BEGIN Records provided
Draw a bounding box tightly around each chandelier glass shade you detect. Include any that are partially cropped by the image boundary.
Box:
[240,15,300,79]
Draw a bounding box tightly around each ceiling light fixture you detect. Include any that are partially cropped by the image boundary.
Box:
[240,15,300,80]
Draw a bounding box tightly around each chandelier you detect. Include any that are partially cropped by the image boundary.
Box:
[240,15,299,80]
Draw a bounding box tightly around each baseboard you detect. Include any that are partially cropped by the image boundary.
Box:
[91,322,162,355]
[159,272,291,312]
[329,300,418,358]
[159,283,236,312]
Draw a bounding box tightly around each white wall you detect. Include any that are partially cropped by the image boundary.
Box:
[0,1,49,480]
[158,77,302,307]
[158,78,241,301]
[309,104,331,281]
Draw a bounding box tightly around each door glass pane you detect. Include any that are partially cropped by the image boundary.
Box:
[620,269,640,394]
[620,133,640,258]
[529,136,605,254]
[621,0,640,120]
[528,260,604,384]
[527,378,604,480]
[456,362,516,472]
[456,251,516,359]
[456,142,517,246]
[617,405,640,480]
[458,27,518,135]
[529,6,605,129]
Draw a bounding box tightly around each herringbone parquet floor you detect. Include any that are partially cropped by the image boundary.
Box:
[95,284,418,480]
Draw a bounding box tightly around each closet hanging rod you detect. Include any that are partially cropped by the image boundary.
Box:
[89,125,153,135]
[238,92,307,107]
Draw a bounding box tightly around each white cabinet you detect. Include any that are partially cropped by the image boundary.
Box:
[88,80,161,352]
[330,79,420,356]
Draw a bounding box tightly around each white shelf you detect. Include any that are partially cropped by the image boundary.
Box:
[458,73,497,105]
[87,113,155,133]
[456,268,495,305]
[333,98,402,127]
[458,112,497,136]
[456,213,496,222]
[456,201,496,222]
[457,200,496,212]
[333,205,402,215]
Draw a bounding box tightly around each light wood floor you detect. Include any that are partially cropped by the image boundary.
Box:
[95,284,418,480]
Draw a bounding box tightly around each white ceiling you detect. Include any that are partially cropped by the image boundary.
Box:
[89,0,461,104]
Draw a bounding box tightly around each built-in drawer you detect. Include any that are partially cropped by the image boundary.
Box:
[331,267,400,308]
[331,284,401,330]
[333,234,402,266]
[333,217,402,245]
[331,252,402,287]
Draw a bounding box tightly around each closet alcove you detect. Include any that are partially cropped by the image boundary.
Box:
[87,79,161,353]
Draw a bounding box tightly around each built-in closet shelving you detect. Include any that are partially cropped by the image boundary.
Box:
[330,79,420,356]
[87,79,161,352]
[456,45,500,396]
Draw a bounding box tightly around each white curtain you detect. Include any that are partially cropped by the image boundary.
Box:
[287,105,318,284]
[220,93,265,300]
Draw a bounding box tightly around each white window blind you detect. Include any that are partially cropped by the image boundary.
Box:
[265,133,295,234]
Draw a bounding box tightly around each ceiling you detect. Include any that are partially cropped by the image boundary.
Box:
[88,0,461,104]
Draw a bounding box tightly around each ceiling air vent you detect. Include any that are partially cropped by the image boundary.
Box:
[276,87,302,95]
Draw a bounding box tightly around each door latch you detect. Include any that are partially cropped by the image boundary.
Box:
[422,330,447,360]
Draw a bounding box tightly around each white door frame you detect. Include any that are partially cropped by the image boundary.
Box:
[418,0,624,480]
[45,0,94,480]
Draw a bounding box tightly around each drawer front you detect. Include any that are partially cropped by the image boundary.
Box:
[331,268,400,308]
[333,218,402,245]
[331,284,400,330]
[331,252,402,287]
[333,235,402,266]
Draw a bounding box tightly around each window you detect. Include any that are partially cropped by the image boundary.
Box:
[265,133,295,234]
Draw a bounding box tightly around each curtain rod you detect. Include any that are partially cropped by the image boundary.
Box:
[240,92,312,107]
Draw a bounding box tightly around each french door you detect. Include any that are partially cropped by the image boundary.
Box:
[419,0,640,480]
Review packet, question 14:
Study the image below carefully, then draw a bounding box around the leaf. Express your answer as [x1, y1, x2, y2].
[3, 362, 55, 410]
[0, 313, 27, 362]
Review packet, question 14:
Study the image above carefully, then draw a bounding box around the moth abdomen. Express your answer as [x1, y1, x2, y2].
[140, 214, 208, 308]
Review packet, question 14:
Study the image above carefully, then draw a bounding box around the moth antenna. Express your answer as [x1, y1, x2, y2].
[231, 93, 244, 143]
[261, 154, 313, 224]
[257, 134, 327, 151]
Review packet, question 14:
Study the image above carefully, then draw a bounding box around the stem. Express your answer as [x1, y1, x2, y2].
END Records provided
■ **Stated task**
Copy out all of the records above word for word, without any alteration.

■ **Answer to the task**
Draw a bounding box tightly around each chandelier glass shade you detect. Include any that are partially cropped by the image boundary.
Box:
[240,15,300,79]
Draw a bounding box tightly around each ceiling light fixture you detect. Include any that are partially cropped by the image boundary.
Box:
[240,15,300,80]
Draw a bounding box tightly around each chandelier you detect. Include any that are partially cropped by the image boundary.
Box:
[240,15,299,80]
Draw a bounding box tightly around each baseboard you detect. Include any that are partially cropped by the image boundary.
Box:
[91,322,162,355]
[159,272,291,312]
[329,300,418,358]
[159,283,236,312]
Draw a bounding box tightly around each white wall you detect. Include any that are partially cropped by the image boundary.
Box:
[0,1,49,480]
[158,77,302,307]
[158,78,241,301]
[309,104,331,281]
Draw a bounding box tightly around each door glass pane you detect. Include any that are partially cropped by the image boundary.
Box:
[620,269,640,394]
[620,133,640,258]
[529,136,605,254]
[621,0,640,120]
[528,260,604,384]
[527,378,604,480]
[456,362,516,472]
[456,251,516,359]
[456,142,517,246]
[617,405,640,480]
[458,27,518,135]
[529,6,605,129]
Draw a bounding box tightly around each herringbone parquet floor you detect. Include any that are partially cropped by the image boundary.
Box:
[95,284,418,480]
Draw a bounding box tightly around each closet hanging rod you detect. Include any that are partially cropped by the image boundary.
Box:
[89,125,153,135]
[238,92,307,107]
Draw a bounding box tightly around each white cabinet you detect. Include any that are partially cropped by the image boundary.
Box:
[88,80,161,352]
[330,79,420,356]
Draw a bounding box tightly around each white shelf you detect. Include any that are partially cropped by the image boundary.
Box:
[458,73,497,105]
[87,113,155,133]
[456,268,495,305]
[333,98,402,127]
[458,112,497,136]
[456,213,496,222]
[456,201,496,222]
[457,200,496,212]
[333,205,402,215]
Draw a bounding box tightly around each light wood floor you detect. Include any that are partially cropped by the image boundary.
Box:
[95,284,418,480]
Draw a bounding box tightly around each white ceiling you detect. Include any that are partially cropped by the image boundary.
Box:
[89,0,461,104]
Draw a bounding box tightly around each built-in drawer you detect. Include any that are partially cropped by the image boundary.
Box:
[331,267,400,308]
[331,284,401,330]
[333,234,402,266]
[333,217,402,245]
[331,252,402,287]
Draw a bounding box tightly around each closet alcove you detect. Include any that are partially cropped by the image boundary.
Box:
[87,79,161,353]
Draw a bounding box tightly around each built-in closet shelving you detect. Include any that are partially cropped by the image boundary.
Box:
[330,79,420,356]
[87,79,161,352]
[456,45,500,396]
Draw a bounding box tightly around each white curtain you detect. Include any that are partially cropped by the image boundary.
Box:
[287,105,318,284]
[220,93,265,300]
Draw a bounding box tightly around each white window blind you detect. Include any that are partially cropped by the image boundary.
Box:
[265,133,295,234]
Draw a bounding box tightly around each ceiling you detect. Include any that are partially cropped by the image boundary.
Box:
[88,0,461,104]
Draw a bounding box tightly around each ceiling air vent you detect. Include any that are partially cropped by the image boundary.
Box:
[276,87,302,95]
Draw a bounding box tightly around each door latch you detect. Include any that are partially cropped by the image boundary.
Box:
[422,330,447,360]
Draw a bounding box tightly around each white door frame you detect. Include any that are partially cropped by the image boundary.
Box:
[418,0,624,480]
[45,0,94,480]
Draw a bounding box tightly around each drawer front you detect. Include any that are partially cropped by the image boundary.
Box:
[331,268,400,308]
[333,218,402,245]
[331,284,400,330]
[331,252,402,287]
[333,235,402,266]
Draw a bounding box tightly around each window you detect. Include any that are partially cropped by the image boundary.
Box:
[265,133,295,234]
Draw a bounding box tightly around each curtain rod you detect. Include any that are partially cropped by the image boundary.
Box:
[240,92,312,107]
Draw a bounding box tightly around each french door you detect. Include any that are partially cropped by the image boundary.
Box:
[419,0,640,480]
Review packet, question 14:
Study the image below carefully, then draw a bounding box around the leaf. Express your answer as [x1, y1, x2, y2].
[3, 362, 55, 410]
[0, 313, 27, 362]
Review packet, question 14:
Study the image above carefully, then draw a bounding box around the moth abdomen. Express your answer as [x1, y1, x2, y2].
[140, 214, 208, 308]
Review packet, question 14:
Study the image above carefully, then draw a bounding box around the moth antenna. Express your answer as [x1, y1, x2, y2].
[231, 93, 244, 143]
[261, 154, 313, 224]
[257, 134, 327, 151]
Review packet, question 14:
Study the image above carefully, then draw a bounding box around the stem. Express your answer as [x1, y1, x2, y2].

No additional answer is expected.